▶ _Required work_
Copy out all the records, word for word.

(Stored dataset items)
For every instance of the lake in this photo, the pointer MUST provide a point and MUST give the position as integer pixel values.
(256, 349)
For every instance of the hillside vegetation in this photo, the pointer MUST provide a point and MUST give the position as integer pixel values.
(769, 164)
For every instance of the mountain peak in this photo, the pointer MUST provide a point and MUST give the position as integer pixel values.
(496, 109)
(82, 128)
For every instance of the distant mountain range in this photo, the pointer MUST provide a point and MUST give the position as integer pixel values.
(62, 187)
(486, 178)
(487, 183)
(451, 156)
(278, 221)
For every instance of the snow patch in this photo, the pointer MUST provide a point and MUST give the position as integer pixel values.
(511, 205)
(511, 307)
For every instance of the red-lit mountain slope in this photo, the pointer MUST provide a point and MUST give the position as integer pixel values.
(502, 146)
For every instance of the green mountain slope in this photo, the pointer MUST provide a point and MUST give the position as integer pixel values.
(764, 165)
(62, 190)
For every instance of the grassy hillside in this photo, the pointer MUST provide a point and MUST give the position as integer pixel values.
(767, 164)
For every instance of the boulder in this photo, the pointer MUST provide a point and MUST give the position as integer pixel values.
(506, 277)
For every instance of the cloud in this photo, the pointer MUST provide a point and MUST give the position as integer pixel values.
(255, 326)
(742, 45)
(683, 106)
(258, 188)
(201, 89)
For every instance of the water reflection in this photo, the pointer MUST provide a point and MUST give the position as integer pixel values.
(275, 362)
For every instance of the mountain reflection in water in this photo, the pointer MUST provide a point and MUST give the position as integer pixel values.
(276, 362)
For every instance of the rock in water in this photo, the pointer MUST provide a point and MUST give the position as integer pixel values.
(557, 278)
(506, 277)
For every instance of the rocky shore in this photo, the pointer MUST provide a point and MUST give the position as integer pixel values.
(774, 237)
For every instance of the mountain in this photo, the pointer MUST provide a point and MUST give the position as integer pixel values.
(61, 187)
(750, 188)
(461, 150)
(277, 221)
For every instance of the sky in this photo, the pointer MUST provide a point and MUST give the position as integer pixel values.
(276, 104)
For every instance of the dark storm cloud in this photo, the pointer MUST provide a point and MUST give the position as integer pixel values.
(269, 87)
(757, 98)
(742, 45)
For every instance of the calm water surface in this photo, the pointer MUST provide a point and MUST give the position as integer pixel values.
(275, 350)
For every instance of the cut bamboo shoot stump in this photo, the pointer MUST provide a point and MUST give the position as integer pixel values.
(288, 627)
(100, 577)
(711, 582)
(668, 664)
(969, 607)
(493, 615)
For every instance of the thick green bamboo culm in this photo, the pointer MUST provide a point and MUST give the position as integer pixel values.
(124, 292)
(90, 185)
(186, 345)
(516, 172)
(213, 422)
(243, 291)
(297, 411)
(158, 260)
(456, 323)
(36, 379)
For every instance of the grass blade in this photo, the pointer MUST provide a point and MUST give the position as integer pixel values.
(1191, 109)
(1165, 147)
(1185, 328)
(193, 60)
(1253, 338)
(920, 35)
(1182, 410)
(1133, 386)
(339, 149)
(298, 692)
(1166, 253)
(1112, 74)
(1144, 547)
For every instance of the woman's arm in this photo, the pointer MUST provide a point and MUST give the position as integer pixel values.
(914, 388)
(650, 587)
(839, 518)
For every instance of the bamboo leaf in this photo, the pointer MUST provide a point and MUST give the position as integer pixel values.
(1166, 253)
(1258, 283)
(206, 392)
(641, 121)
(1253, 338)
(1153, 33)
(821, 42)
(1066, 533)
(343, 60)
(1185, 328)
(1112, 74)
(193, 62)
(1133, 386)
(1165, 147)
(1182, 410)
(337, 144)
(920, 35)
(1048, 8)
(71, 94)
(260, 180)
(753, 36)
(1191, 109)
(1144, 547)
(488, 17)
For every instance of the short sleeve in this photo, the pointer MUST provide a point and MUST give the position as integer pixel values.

▶ _Answer section_
For every instance of the lake in this photo, the pointer MUST provide a point and MUST give the position as integer pixel values.
(256, 349)
For every instance of the hillside vegetation in this photo, the pointer MUST provide a point and MUST give the position as integer pixel values.
(769, 164)
For every instance of the mountain peak in this photo, the pointer MUST provide a point and MUST give the position as integer pixel values.
(496, 109)
(82, 128)
For every instance of the distant mountain range in this photo, the pointer MUST provide a point and MUST give the position as integer pixel values.
(62, 187)
(486, 178)
(487, 183)
(451, 156)
(278, 221)
For every instance of the snow patch in this photo, the pointer MUST provide a point and MUST give the position as integer pixel values.
(511, 205)
(511, 307)
For every instance of the red-lit mountain slope in this photo, the pointer MUST provide a point and MUST give the position as integer pixel values.
(502, 146)
For every instance of the green mountain slope in this photo, the pointer MUST provide a point and MUST give the position as integer pixel values.
(764, 165)
(62, 190)
For every instance of the grassy hillside in this photo, the pointer MUST provide a point and MUST give the position as integer pixel values.
(767, 164)
For every instance of the boulder in this photo, the pointer MUST provide a point and MUST give the position as integer pixel values.
(506, 277)
For every instance of the cloud in this photo, the pointer MUST provide a point and MUST give the position as integer pixel values.
(255, 326)
(742, 45)
(683, 106)
(258, 188)
(201, 89)
For every instance of the water reflection in this photo, the pointer MUST provide a point and MUST give the position as integer pixel values.
(275, 362)
For every instance of the mountain reflection in water in this photo, the pointer MUST provide a point and MUST give the position as integer pixel values.
(276, 362)
For every instance of the rock in water in this photo, the pointer MUST provide a point and MUST give the position as integer pixel values.
(557, 278)
(506, 277)
For every instance of the rocky shore in this photo, the pointer MUST provide a point and MUST give the position as integer pixel values.
(774, 237)
For every instance of the mountain in this photo, the pointer MUST provide a point and MUST give the position as integer pixel values.
(61, 187)
(750, 188)
(461, 150)
(277, 221)
For every instance of the sky in this photo, the pointer MUST provide a point and MUST give the position as integer pixel values.
(276, 104)
For every instance of the dark storm cloud in this photo, the pointer MUST provide a point and MUST give the position as integer pixel values.
(269, 87)
(757, 98)
(742, 45)
For every instance of the calm water surface in this photo, the pointer MUST provide a point and MUST give the position as integer pixel values.
(275, 350)
For every instance of the cut bamboo shoot stump in this photo, the pointer MUST provide a point and MUST give the position as integer pixel values.
(288, 627)
(100, 577)
(711, 582)
(668, 664)
(969, 607)
(493, 615)
For every instance of the thick green bamboo culm in this photo, the pointer MUST provide a point and MUST give the position as integer pixel values.
(124, 292)
(90, 185)
(186, 345)
(516, 172)
(213, 422)
(243, 291)
(297, 411)
(158, 260)
(456, 323)
(36, 379)
For every instance of the grass blade in this photo, the pointer MUST provide a point and MUST give the position as integer pixel values.
(1191, 109)
(1165, 147)
(1185, 328)
(193, 60)
(1253, 338)
(920, 35)
(1182, 410)
(1133, 386)
(339, 149)
(298, 692)
(1166, 253)
(1112, 74)
(1144, 547)
For every instance of the woman's arm in this photo, the pointer MUST provide a point and MUST give the position as integer pixel values.
(914, 388)
(650, 587)
(839, 518)
For every instance of the bamboo leaf in this photo, the pointer MUST provide a point and MUST give the position as integer pixel values.
(1166, 253)
(1258, 283)
(206, 392)
(641, 121)
(1253, 338)
(1153, 33)
(821, 42)
(1066, 533)
(343, 60)
(1185, 328)
(1112, 74)
(193, 62)
(1133, 386)
(1165, 147)
(1182, 410)
(337, 144)
(920, 35)
(1048, 8)
(71, 94)
(260, 180)
(753, 36)
(1191, 109)
(1144, 547)
(488, 17)
For every instance of the short sleeve in this photo, the pointer MUST provide a point and MUST give the position as integer pixel values.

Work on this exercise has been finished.